Given text.

At the start of 2015 it was announced that they would form a joint venture mobile payments platform. It promises to be a combination of the assets PLDT already has in place through Smart eMoney, the largest "branchless banking" network in the Philippines, and Rocket's expertise in Europe-based payments platforms Paymill Holding and Payleven Holding.

As architect of online retailer Zalora and e-commerce marketplace Lazada - both of which have established sizeable footprints in Southeast Asia - Rocket's move into payments apparatus that supports these businesses was not unexpected. Alibaba Group also has ambitions to expand its e-commerce platforms into the region and Alipay, its dedicated payments service, will no doubt follow.

Consolidation in the Southeast Asia mobile payment space seems like a logical outcome, although it remains to be seen how long this process takes and what path it follows.

There is no questioning the size of the opportunity. Frost & Sullivan estimates that the value of B2C e-commerce in Singapore, Indonesia, Malaysia, the Philippines, Thailand and Vietnam will grow from $7 billion in 2013 to $34.5 billion in 2018. At the same time, some markets lack the infrastructure required to support this expansion.

Though credit card penetration may be low, mobile penetration is high and rising higher - so there is obvious potential in payment services on handheld devices.

A handful of start-ups have received venture capital funding with a view carving out a slice of this market. This week 2C2P raised $7 million from Amun Capital and GMO Venture Partners and the company has outlined bold plans for regional expansion and a broader portfolio of products and services. It claims to have processed $2.2 billion in transactions in the 2014 financial year, up 400% on 2013.

However, picking winners in a market that remains relatively immature is tricky. First, industry participants tend to emerge from various niches. Coda Payments uses telecom providers' infrastructure to provide billing services to third-party merchants; Ayannah started out doing cross-border remittances for the Philippines diaspora but recalibrated its network for the domestic market, targeting mobile phone charge cards and then micro-insurance and payments.

Second, a payments business is only as strong as the partnerships it establishes with financial services and retail counterparties. A start-up pitching for business with an online retailer will be asked whether it has a critical mass of financial institutions on board. Needless to say, financial institutions will ask the same questions about online retailers.

Coda, for example, got traction in Indonesia when it convinced a telecom operator that its business model made sense. Ayannah relies on relationships with the clutch of non-banking financial companies that dominate lending at the lower end of the customer spectrum in the Philippines. 2C2P's momentum in Thailand was due to the founder's familiarity with local financial services providers through a previous business venture.

Written task. Translate this sentence from the passage on Southeast Asian mobile payments above into Spanish: "Though credit card penetration may be low, mobile penetration is high and rising higher - so there is obvious potential in payment services on handheld devices."

Data extract.
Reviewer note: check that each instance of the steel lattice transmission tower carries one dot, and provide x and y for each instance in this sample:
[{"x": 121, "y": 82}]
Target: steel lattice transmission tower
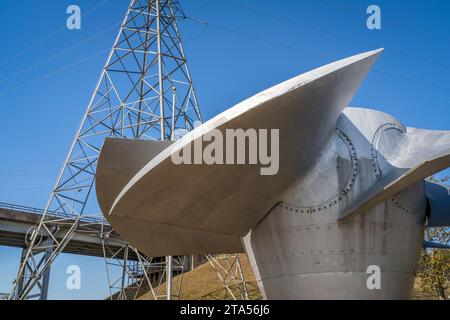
[{"x": 145, "y": 92}]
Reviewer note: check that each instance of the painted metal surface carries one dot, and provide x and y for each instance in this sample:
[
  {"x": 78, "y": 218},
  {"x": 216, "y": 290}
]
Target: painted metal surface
[
  {"x": 350, "y": 193},
  {"x": 212, "y": 207}
]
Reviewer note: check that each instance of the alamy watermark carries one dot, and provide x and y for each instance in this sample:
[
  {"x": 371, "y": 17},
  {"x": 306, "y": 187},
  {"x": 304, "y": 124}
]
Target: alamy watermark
[
  {"x": 73, "y": 281},
  {"x": 374, "y": 280},
  {"x": 374, "y": 20},
  {"x": 236, "y": 147},
  {"x": 74, "y": 20}
]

Response below. Aunque la penetración de las tarjetas de crédito puede ser baja, la penetración móvil es alta y sigue en aumento, por lo que existe un potencial evidente en los servicios de pago en dispositivos portátiles.